(Passage shown begins)

The Chairman and Trustees of Wildlife Preservation Trust Fund under whom Tony and his team work in Tanzania, in particular the Chairman of this Trust, Bernard Mchomvu, for being so involved in this translocation and for ensuring that the arrival of the rhinos went smoothly.
Dr Idrissa Chuma of TANAPA for helping coordinate the translocation.
Chief Park Warden Mr Mnyagatwa for helping protect Mkomazi National Park.
Director General of TANAPA Alan Kijaze for working so hard to ensure the rhino translocation went smoothly.
Tusk Trust for being supportive of the George Adamson Trust and Mkomazi Rhino Sanctuary for so many years and for introducing the Trust to the DHL team. And I’d like to mention that Prince William is the patron of Tusk Trust, and he went to see these rhinos just before they left the UK for Tanzania.
DHL for so generously pulling one of their huge 757 aircraft out of circulation, and donating it to this rhino translocation. This is an extremely benevolent gesture to a species that needs all the help it can get.
I know that Tony and Lucy Fitzjohn also want me to thank Suzuki Rhino Club, who have unfailingly supported many of the running costs of the Mkomazi Rhino Sanctuary for many years.
Finally, special thanks to Dr Peter Morkel, who I'm told is the best rhino vet in the world, who has translocated the rhinos from the UK to Tanzania and who has brought his expertise to the Mkomazi Rhino Sanctuary since it's inception in 1995.
Ladies and gentlemen, I’d like to just mention that Britain and Tanzania share very common aims in protecting the remaining rhinoceros population. The remaining wild population of the eastern black rhino is now thought to number less than 800 individuals, many of course killed because of the mistaken belief that the horn has medicinal purposes. The horn is in fact made of keratin – the same as human hair – and has no medicinal value at all.
For its part, the UK has led work in Europe to put in place strict control of trade in rhino horns in and out of the EU. We also helped set up a CITES international working group in 2011, chaired by the UK, to look at measures to prevent poaching and counter its impact on wild populations. Our position is that we are strongly opposed to any proposals to allow the legal sale of rhino horn because numbers in the wild are so low. It’s worth noting that we are not convinced that the recent controlled sale of elephant ivory has helped reduce poaching of that species.

(Passage shown ends)

About this exercise:
Carry on the speech about the rhino translocation to Tanzania, picking up after its final sentence. The rows that come next are separate material and are not part of the rhino speech.

(Extracted entries begins)

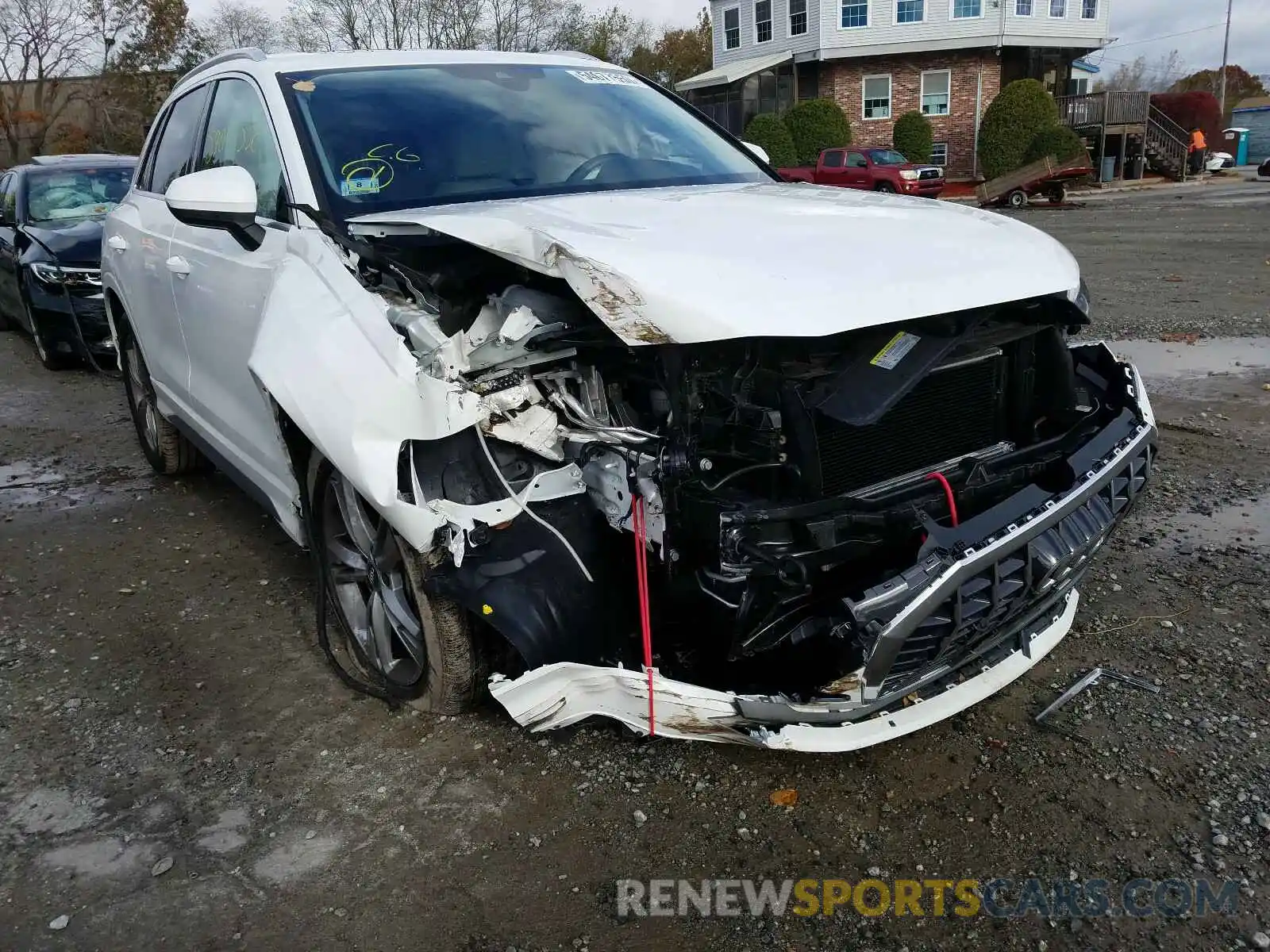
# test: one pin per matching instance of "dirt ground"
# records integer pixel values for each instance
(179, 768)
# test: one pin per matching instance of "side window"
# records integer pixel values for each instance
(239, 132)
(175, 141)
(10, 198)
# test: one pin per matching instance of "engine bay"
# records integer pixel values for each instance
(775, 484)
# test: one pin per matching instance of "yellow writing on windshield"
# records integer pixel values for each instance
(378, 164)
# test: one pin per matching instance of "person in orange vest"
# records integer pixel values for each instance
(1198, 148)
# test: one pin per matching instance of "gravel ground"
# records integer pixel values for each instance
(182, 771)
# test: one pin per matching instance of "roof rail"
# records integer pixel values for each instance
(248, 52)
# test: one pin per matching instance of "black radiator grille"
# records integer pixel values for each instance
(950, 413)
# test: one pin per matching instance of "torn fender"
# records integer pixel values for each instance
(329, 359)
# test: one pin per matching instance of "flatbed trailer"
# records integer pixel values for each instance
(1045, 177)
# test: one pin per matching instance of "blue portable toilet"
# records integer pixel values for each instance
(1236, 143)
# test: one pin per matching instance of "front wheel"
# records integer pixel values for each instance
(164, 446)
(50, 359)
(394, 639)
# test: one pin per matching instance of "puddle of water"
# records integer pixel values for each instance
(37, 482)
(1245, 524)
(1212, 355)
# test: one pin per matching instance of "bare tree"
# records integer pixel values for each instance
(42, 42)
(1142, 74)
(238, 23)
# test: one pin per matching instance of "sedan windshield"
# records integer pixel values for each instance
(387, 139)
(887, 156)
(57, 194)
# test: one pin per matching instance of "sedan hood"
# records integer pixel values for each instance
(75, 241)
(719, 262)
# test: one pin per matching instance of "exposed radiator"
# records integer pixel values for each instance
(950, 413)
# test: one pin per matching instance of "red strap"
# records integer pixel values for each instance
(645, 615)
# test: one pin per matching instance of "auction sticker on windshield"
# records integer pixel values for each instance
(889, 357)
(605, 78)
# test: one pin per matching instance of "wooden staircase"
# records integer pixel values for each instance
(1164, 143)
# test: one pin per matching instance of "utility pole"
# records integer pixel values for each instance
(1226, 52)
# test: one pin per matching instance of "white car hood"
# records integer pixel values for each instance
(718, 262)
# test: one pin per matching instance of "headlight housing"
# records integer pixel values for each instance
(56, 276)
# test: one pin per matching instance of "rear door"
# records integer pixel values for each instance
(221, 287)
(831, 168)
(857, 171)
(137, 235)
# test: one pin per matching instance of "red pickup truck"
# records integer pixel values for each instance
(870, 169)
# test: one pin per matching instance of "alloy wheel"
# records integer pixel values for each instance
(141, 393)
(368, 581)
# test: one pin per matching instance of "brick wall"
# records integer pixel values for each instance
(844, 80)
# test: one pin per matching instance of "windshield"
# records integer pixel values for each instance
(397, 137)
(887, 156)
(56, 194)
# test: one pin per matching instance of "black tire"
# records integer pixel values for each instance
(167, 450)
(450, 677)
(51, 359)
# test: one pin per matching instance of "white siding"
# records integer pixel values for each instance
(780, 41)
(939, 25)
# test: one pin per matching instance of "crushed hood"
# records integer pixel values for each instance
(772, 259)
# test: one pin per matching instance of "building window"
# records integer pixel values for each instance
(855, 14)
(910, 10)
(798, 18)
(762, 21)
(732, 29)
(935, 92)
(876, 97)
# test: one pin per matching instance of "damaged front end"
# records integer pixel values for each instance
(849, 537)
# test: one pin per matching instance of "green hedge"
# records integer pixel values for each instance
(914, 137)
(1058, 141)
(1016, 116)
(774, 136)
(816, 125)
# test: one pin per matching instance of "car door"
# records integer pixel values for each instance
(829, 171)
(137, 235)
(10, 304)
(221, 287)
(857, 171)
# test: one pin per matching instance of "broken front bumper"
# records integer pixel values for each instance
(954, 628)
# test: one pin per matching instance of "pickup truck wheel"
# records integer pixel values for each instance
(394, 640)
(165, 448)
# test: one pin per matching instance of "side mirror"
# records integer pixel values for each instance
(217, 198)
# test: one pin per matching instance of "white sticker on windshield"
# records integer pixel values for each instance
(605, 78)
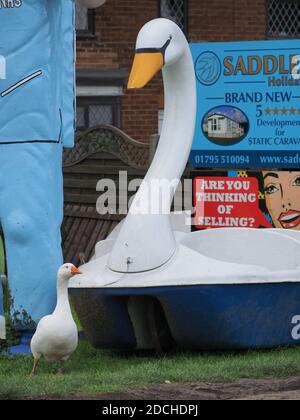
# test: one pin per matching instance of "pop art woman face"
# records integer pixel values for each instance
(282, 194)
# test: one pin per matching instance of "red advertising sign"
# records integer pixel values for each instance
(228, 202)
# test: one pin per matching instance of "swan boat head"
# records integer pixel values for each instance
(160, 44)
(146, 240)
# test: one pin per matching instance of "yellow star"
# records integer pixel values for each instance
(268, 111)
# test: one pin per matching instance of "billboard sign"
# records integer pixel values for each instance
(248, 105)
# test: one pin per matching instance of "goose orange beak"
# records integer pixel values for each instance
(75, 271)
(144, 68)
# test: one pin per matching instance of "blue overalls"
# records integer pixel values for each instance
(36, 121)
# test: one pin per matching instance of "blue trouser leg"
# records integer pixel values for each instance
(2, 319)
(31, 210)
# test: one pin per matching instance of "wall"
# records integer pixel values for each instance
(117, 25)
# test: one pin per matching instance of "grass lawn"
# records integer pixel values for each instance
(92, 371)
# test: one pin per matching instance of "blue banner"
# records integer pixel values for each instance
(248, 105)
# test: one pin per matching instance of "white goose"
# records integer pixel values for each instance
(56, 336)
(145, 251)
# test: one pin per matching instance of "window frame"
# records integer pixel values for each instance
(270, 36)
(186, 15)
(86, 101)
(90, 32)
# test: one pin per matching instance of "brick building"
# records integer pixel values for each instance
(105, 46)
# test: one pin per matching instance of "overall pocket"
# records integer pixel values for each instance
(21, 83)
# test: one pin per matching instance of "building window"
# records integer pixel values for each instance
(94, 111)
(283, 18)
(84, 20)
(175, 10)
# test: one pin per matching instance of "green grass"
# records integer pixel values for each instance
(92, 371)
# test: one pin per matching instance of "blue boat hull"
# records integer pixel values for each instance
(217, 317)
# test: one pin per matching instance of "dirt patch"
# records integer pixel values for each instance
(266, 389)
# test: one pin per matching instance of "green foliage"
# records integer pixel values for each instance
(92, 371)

(Extracted entries ends)
(Extracted entries begins)

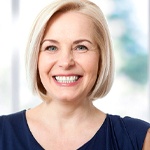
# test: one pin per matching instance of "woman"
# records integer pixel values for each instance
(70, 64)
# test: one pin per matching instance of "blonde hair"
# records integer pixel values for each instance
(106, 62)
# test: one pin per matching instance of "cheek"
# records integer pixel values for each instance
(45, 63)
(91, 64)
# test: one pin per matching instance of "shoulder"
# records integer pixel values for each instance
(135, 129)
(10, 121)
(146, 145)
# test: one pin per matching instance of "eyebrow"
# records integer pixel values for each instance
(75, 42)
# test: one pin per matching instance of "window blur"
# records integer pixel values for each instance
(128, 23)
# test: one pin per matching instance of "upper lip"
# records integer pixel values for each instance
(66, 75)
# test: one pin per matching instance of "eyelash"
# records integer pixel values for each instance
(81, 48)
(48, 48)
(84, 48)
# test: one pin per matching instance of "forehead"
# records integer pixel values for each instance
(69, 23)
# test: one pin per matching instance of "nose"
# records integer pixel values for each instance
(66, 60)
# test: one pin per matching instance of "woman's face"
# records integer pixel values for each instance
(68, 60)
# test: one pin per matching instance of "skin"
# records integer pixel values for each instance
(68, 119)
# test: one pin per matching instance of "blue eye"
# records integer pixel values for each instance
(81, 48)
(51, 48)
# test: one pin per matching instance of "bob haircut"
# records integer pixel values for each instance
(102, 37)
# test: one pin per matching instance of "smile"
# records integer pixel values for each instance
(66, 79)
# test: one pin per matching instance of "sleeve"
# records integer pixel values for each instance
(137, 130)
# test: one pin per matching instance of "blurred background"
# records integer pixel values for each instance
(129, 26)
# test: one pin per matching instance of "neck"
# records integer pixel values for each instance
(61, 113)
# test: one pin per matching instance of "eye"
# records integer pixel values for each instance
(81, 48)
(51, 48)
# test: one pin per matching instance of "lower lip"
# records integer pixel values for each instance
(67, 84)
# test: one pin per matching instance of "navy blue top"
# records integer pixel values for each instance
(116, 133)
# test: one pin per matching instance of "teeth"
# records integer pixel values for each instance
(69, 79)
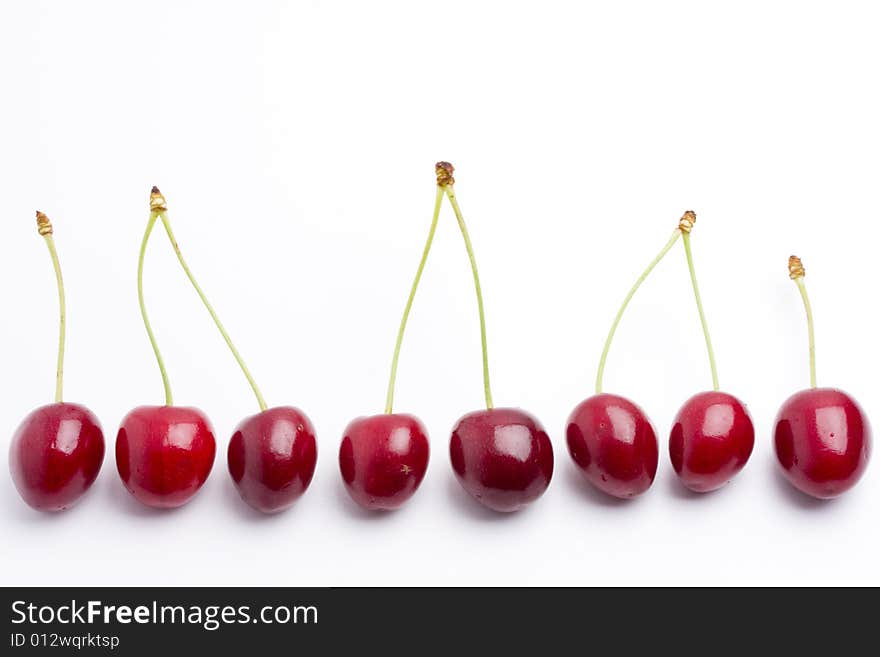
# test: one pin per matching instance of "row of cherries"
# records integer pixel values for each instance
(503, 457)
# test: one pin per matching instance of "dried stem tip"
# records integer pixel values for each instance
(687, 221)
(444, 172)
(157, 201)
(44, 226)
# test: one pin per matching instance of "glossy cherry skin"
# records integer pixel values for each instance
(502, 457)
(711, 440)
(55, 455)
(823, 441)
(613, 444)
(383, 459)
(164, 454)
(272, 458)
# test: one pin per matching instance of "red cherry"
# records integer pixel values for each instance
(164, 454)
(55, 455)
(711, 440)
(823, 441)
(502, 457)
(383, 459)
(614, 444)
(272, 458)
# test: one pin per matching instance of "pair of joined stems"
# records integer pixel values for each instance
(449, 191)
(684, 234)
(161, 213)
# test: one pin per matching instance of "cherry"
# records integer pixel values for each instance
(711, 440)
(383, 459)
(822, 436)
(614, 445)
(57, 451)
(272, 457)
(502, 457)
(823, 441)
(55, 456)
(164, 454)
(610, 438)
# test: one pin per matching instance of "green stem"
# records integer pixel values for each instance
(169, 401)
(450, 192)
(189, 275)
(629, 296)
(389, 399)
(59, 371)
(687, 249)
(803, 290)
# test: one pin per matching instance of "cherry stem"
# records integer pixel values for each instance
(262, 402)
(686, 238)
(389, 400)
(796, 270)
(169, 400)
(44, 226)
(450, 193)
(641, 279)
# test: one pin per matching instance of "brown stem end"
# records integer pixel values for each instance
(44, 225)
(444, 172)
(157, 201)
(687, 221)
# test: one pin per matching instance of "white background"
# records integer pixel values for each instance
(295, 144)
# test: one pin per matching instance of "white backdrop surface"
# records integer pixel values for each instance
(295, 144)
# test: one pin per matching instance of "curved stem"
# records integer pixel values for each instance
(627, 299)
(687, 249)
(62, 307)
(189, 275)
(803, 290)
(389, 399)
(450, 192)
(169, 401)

(Extracted entries ends)
(Extracted entries begins)

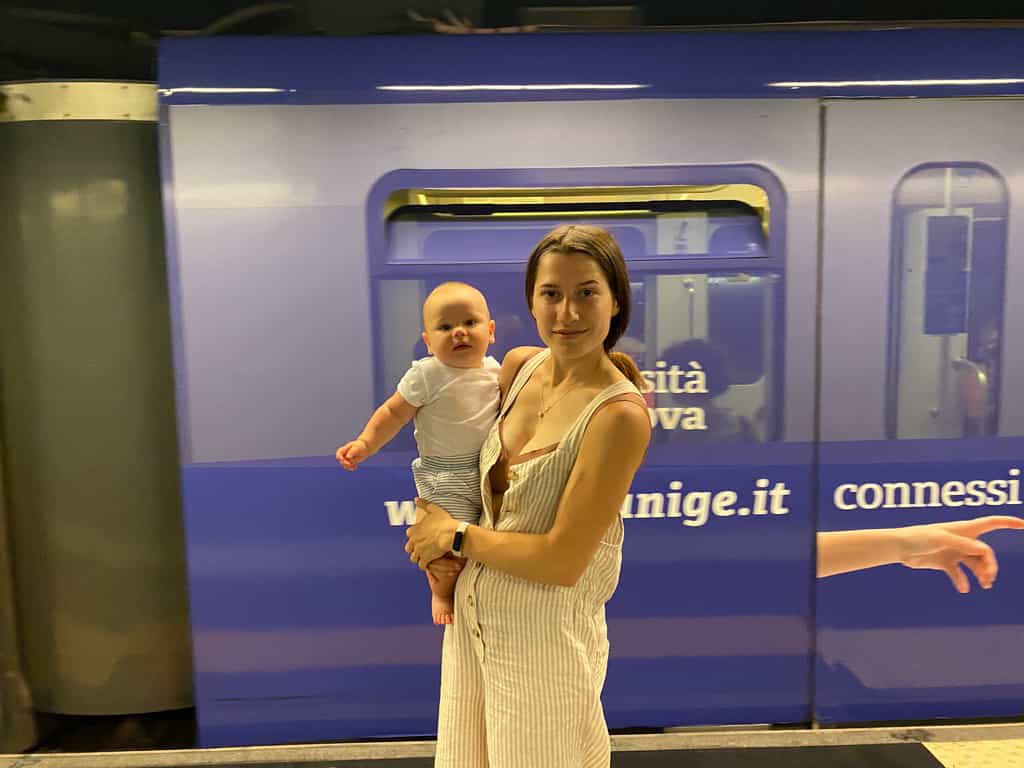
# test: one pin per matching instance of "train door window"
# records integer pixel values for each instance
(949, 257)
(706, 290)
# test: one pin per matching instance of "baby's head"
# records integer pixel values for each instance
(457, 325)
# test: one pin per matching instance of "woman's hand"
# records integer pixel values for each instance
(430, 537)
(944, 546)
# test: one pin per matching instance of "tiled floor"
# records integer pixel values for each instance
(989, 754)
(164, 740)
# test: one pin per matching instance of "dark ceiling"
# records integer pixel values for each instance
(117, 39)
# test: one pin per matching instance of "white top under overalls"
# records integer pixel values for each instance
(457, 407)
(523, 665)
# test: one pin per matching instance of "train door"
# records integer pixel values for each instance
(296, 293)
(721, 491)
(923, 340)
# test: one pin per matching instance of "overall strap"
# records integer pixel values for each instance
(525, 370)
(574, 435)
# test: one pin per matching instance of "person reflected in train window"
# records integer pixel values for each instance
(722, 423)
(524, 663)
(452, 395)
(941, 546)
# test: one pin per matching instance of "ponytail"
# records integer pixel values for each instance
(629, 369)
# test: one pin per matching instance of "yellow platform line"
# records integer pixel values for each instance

(Extracted entries ends)

Response to the exercise:
I’d like also to pay particular tribute to the firm action that Minister Kagasheki, here with us today, has taken to investigate the killing of two rhinos in the Serengeti. We hope that the investigations into this tragic incident will conclude swiftly, with the reinstatement of those found not to have been involved, and stern punishment for the perpetrators in accordance with the law. This action sends a strong signal of Tanzania’s determination to protect this critically endangered species.
In conclusion, I’d like to say few words about the real stars of today’s show – the three rhinos. I’m sure I speak for everybody here in wishing them every success in moving into their new home in Tanzania. They join a small population of rhinos here in Mkomazi. In the 1960s, there were between 150 to 200 rhinos in Mkomazi, but by 1989 there were none left. The rhinos are now back, under proper protection, and starting to thrive. But their numbers remain very small. I know that everyone here today hopes that the 3 new arrivals will settle in well, and of course, that they will breed, to build up this critically endangered population.
My country Britain salutes the work going on in Tanzania to preserve this remarkable animal. The eyes of the world are on this – for good and sadly for ill as well – and we all need to remain constantly vigilant. Your efforts to save the rhino benefit us all, and may God bless Tanzania in living up to the trust we all place in you.